(Описание задачи) Приведите в виде нумерованного списка строки записей от самого начала до строки с «M 163 125 L» включительно, пропустив пустые строки.

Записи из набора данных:
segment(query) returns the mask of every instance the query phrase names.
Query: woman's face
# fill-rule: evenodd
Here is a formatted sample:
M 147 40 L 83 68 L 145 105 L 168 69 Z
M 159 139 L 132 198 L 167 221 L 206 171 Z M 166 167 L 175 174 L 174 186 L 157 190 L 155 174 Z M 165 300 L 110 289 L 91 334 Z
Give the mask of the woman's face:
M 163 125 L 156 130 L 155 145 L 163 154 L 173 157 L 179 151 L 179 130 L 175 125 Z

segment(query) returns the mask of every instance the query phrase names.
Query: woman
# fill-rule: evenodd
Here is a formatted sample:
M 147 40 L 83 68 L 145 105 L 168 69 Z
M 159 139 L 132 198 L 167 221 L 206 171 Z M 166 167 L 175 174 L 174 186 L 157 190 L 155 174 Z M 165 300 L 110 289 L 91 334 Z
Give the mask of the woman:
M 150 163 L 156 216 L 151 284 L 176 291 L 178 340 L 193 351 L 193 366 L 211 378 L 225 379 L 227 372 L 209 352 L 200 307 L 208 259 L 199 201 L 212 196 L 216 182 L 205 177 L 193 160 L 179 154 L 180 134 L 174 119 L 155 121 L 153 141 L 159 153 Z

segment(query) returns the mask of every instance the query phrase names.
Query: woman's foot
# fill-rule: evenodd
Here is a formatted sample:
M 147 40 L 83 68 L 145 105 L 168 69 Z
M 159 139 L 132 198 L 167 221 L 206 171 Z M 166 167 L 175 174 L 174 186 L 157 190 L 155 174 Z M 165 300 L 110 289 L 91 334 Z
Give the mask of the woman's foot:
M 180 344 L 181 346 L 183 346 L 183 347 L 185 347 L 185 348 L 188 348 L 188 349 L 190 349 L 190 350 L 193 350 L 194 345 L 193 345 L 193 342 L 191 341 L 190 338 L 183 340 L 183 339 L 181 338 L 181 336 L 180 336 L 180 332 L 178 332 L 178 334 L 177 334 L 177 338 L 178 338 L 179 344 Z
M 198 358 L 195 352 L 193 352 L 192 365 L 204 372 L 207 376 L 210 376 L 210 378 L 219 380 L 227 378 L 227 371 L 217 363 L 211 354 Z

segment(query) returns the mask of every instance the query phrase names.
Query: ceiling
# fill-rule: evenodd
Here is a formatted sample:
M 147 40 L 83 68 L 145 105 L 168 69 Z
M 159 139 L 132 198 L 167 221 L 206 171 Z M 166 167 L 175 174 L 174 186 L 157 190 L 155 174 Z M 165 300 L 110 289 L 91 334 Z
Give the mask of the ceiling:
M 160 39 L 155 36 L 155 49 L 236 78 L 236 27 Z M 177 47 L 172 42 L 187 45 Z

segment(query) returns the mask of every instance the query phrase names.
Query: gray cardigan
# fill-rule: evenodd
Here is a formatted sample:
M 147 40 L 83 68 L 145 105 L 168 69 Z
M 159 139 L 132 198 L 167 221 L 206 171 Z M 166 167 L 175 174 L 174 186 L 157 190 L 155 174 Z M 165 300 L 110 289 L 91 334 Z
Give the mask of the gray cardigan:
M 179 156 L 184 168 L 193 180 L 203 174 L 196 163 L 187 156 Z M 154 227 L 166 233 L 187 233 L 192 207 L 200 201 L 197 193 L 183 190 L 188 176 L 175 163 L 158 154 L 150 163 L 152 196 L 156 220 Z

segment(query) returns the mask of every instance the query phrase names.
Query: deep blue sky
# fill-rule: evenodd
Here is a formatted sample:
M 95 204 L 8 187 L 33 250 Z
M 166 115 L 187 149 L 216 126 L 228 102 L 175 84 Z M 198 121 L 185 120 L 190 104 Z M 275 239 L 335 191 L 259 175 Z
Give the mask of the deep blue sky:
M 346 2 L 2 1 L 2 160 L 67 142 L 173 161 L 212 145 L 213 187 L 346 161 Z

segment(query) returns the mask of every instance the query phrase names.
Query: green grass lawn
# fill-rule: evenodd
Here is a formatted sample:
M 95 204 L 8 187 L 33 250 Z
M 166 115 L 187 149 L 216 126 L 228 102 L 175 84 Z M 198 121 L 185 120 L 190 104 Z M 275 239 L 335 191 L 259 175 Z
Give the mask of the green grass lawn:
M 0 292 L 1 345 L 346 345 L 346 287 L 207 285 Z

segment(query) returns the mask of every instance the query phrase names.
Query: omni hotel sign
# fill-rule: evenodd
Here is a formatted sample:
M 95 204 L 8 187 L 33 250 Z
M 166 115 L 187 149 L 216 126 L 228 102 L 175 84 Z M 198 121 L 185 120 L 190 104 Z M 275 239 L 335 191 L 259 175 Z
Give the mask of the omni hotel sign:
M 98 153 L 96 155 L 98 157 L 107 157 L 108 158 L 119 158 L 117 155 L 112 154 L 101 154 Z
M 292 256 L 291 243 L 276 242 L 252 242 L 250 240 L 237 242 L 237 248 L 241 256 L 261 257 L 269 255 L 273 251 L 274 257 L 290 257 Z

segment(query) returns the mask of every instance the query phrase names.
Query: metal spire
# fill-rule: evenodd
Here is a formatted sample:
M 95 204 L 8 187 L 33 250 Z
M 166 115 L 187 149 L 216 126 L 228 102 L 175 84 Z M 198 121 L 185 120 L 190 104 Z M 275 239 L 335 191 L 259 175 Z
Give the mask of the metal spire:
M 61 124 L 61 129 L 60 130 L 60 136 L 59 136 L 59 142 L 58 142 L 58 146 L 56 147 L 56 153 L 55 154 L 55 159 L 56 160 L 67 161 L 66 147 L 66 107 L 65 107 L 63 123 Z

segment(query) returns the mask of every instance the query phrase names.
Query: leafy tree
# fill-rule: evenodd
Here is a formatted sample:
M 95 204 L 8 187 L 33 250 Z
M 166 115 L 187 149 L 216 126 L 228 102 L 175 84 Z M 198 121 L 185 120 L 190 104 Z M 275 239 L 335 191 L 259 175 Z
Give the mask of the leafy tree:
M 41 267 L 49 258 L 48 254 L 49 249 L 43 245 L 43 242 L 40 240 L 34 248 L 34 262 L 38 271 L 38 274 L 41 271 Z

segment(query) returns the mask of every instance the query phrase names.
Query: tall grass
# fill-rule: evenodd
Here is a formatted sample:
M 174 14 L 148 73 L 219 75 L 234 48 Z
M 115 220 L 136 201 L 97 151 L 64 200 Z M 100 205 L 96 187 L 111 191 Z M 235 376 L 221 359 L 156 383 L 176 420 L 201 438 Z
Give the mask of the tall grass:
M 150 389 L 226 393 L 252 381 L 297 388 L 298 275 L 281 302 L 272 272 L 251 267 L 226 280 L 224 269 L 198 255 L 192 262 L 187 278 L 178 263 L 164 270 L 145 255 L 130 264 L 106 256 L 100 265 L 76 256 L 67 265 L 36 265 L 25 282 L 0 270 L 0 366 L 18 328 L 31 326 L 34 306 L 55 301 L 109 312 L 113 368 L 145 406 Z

(Ответ на задачу)
1. segment(query) returns the mask of every instance the query phrase names.
2. Query: woman's face
3. # fill-rule: evenodd
4. Here is a formatted sample:
5. M 147 40 L 83 68 L 145 105 L 168 69 Z
6. M 159 139 L 132 198 L 167 221 L 206 171 Z M 166 167 L 175 174 L 174 186 L 157 190 L 155 174 Z M 165 300 L 110 289 L 91 334 Z
7. Give the mask of the woman's face:
8. M 163 125 L 156 130 L 155 145 L 163 154 L 173 157 L 179 151 L 179 130 L 175 125 Z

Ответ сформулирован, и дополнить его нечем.